Your objective
Put each line of the records below into a Markdown table with the columns Row and Line, numbering the rows in order and skipping blank lines. Leave the pictures out of the table.
───
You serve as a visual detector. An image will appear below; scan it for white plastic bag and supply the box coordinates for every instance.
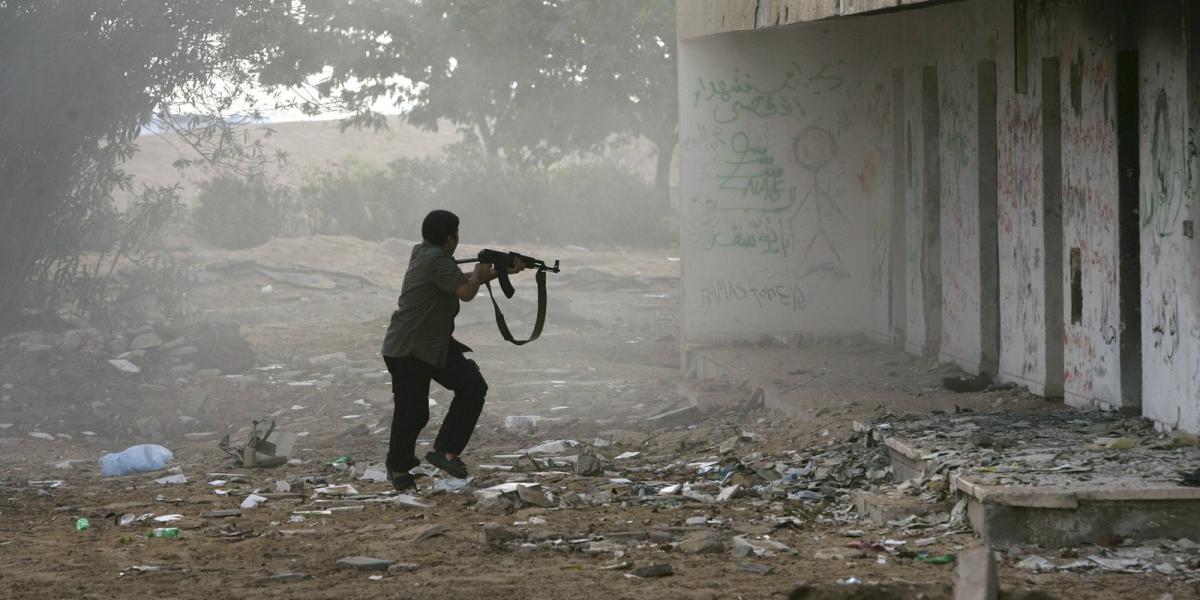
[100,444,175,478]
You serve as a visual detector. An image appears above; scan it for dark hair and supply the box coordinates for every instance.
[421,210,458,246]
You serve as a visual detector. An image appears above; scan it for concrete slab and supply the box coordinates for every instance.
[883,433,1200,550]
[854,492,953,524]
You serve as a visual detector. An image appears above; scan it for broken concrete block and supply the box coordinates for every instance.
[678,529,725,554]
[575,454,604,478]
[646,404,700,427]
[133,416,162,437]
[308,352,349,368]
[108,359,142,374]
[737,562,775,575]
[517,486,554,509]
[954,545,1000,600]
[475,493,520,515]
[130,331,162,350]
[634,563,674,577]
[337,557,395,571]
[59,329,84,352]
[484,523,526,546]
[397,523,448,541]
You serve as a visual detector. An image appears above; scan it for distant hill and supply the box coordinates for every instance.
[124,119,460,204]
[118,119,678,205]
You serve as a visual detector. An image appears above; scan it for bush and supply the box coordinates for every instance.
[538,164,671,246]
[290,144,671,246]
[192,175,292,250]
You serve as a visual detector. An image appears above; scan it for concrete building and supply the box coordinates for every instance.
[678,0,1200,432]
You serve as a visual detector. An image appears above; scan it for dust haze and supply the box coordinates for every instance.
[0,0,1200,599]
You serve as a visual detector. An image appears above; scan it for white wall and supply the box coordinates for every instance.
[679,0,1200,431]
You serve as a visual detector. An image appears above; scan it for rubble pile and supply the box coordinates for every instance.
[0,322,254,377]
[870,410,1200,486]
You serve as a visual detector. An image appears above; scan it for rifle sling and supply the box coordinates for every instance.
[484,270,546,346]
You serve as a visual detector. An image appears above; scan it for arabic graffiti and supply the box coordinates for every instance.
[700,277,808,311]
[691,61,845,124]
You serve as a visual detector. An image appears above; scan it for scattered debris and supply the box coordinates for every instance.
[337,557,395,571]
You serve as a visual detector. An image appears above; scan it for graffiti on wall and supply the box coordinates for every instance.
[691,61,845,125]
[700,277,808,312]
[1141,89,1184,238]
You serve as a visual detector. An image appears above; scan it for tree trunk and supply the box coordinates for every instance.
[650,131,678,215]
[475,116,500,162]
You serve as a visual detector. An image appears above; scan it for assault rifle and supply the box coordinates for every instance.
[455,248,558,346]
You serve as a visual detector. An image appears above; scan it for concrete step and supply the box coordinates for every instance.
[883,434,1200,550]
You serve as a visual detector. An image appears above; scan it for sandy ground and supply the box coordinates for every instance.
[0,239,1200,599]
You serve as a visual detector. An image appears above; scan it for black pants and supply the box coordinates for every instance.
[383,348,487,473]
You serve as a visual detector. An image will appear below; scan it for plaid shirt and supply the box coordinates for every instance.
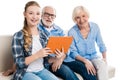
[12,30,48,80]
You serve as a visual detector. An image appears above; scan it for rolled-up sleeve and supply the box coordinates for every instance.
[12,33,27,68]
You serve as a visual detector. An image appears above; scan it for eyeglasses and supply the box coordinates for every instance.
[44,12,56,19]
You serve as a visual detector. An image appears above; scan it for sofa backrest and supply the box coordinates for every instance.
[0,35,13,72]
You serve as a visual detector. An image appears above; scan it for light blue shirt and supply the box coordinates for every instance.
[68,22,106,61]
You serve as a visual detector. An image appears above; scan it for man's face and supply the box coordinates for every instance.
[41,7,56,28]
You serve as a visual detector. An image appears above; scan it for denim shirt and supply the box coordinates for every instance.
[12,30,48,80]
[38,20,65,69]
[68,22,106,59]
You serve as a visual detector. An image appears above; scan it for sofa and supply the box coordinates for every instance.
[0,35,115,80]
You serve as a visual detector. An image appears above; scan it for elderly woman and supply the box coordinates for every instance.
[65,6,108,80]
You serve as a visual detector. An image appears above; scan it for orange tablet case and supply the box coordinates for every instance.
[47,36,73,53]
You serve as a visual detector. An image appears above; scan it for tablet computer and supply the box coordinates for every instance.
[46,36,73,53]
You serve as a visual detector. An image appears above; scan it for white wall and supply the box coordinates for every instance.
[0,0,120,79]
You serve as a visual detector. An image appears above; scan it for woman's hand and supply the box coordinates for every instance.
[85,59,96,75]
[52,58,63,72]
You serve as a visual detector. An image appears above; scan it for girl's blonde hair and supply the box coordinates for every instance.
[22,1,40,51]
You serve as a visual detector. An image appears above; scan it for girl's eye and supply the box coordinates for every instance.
───
Written solution
| Row | Line |
|---|---|
| 1 | You serve as a visual detector. An image will appear below; scan it for white plastic bag and supply the box coordinates for every instance. |
| 2 | [100,444,175,478] |
| 3 | You serve as a visual detector. An image appears above; scan it for dark hair and supply the box coordinates for every instance. |
| 4 | [421,210,458,246] |
| 5 | You serve as a visual detector. An image appears above; scan it for concrete slab and supply the box coordinates for every instance. |
| 6 | [883,433,1200,550] |
| 7 | [854,492,953,524] |
| 8 | You serve as a visual detector. An image appears above; scan it for broken concrete block and supply the box coordinates for every instance. |
| 9 | [678,529,725,554] |
| 10 | [575,454,604,478] |
| 11 | [646,404,700,427] |
| 12 | [133,416,162,437] |
| 13 | [308,352,349,368] |
| 14 | [108,359,142,374] |
| 15 | [737,562,775,575] |
| 16 | [517,486,554,509] |
| 17 | [954,545,1000,600] |
| 18 | [475,493,520,515] |
| 19 | [130,331,162,350] |
| 20 | [634,563,674,577] |
| 21 | [337,557,395,571] |
| 22 | [59,329,84,352] |
| 23 | [484,523,526,546] |
| 24 | [397,523,448,541] |
| 25 | You serve as a visual detector. An image appears above; scan it for distant hill and supply the box coordinates for every instance. |
| 26 | [124,119,460,204] |
| 27 | [118,119,678,205] |
| 28 | You serve as a visual detector. An image appears above; scan it for bush and supply the box coordinates for every instance. |
| 29 | [538,164,671,246] |
| 30 | [290,144,671,246] |
| 31 | [192,175,292,250] |
| 32 | You serve as a visual detector. An image appears above; scan it for concrete building and supply the box coordinates for every instance. |
| 33 | [678,0,1200,432] |
| 34 | You serve as a visual detector. An image appears above; scan it for dust haze and supply the box coordinates for every instance. |
| 35 | [0,0,1200,599] |
| 36 | You serve as a visual detector. An image appears above; scan it for white wall and supply the box coordinates for every instance. |
| 37 | [679,0,1200,431] |
| 38 | You serve as a visual detector. An image appears above; scan it for rubble pile and supply the box coordinates for every instance. |
| 39 | [0,322,254,377] |
| 40 | [870,410,1200,486] |
| 41 | You serve as a visual detector. An image appears above; scan it for rifle sling and supply the box coordinates for every instance. |
| 42 | [484,270,546,346] |
| 43 | You serve as a visual detector. An image appears above; scan it for arabic graffiti and supply the box coordinates for every instance. |
| 44 | [700,277,808,311] |
| 45 | [691,61,845,124] |
| 46 | You serve as a visual detector. An image appears above; scan it for scattered debris and supply the box coordinates for every instance. |
| 47 | [337,557,395,571] |
| 48 | You serve as a visual detector. An image appears above; scan it for graffiti on wall and supply the box coordinates for every instance. |
| 49 | [691,61,845,125] |
| 50 | [700,277,808,312] |
| 51 | [1141,89,1184,238] |
| 52 | You serve as a visual detector. An image appears above; scan it for tree trunk and supply the box coordinates for every instance. |
| 53 | [650,131,678,215] |
| 54 | [475,116,500,162] |
| 55 | You serve as a visual detector. An image appears above; scan it for assault rifle and supply the box coordinates for every instance. |
| 56 | [455,248,558,346] |
| 57 | You serve as a visual detector. An image appears above; scan it for concrete step and supply the box coordinates for every instance. |
| 58 | [883,434,1200,550] |
| 59 | You serve as a visual detector. An image appears above; scan it for sandy ground and supply the box coordinates for every instance. |
| 60 | [0,239,1200,599] |
| 61 | You serve as a visual detector. An image appears above; scan it for black pants and supply the box coordinates for every instance. |
| 62 | [383,348,487,473] |
| 63 | You serve as a visual detector. An image will appear below; scan it for plaid shirt and supply the box coordinates for every instance. |
| 64 | [12,30,48,80] |
| 65 | You serve as a visual detector. An image appears above; scan it for rolled-up sleeve and supply the box coordinates for every instance. |
| 66 | [12,33,27,68] |
| 67 | You serve as a visual detector. An image appears above; scan it for eyeglasses and supply the box coordinates for every instance. |
| 68 | [44,12,56,19] |
| 69 | You serve as a visual detector. An image appears above; scan it for sofa backrest and supply the box coordinates for every instance. |
| 70 | [0,35,13,72] |
| 71 | You serve as a visual detector. An image appears above; scan it for light blue shirt and supply the box coordinates for every instance. |
| 72 | [68,22,106,61] |
| 73 | You serve as a visual detector. An image appears above; scan it for man's face and supply the box coordinates for every instance. |
| 74 | [41,7,56,28] |
| 75 | You serve as a visual detector. An image appears above; scan it for denim shirt and supply the box coordinates for every instance. |
| 76 | [12,30,48,80] |
| 77 | [38,20,65,69] |
| 78 | [68,22,106,59] |
| 79 | You serve as a visual detector. An image appears above; scan it for sofa and supply the box coordinates for every instance. |
| 80 | [0,35,115,80] |
| 81 | You serve as a visual detector. An image appears above; scan it for elderly woman and supply the box coordinates for every instance. |
| 82 | [65,6,108,80] |
| 83 | You serve as a visual detector. An image appears above; scan it for orange tablet case and supply the box coordinates for every instance. |
| 84 | [47,36,73,53] |
| 85 | You serve as a visual detector. An image appears above; scan it for tablet computer and supply the box coordinates for every instance. |
| 86 | [46,36,73,53] |
| 87 | You serve as a visual detector. An image appears above; scan it for white wall and supply the box coordinates for every instance. |
| 88 | [0,0,120,79] |
| 89 | You serve as a visual detector. An image appears above; scan it for woman's hand and supply the box coordinates for every instance. |
| 90 | [85,59,96,75] |
| 91 | [52,58,63,72] |
| 92 | You serve as a visual detector. An image appears above; scan it for girl's blonde hair and supply the box coordinates for every instance. |
| 93 | [22,1,40,51] |
| 94 | You serve as a visual detector. An image appears above; scan it for girl's eye and supply the box coordinates for every instance. |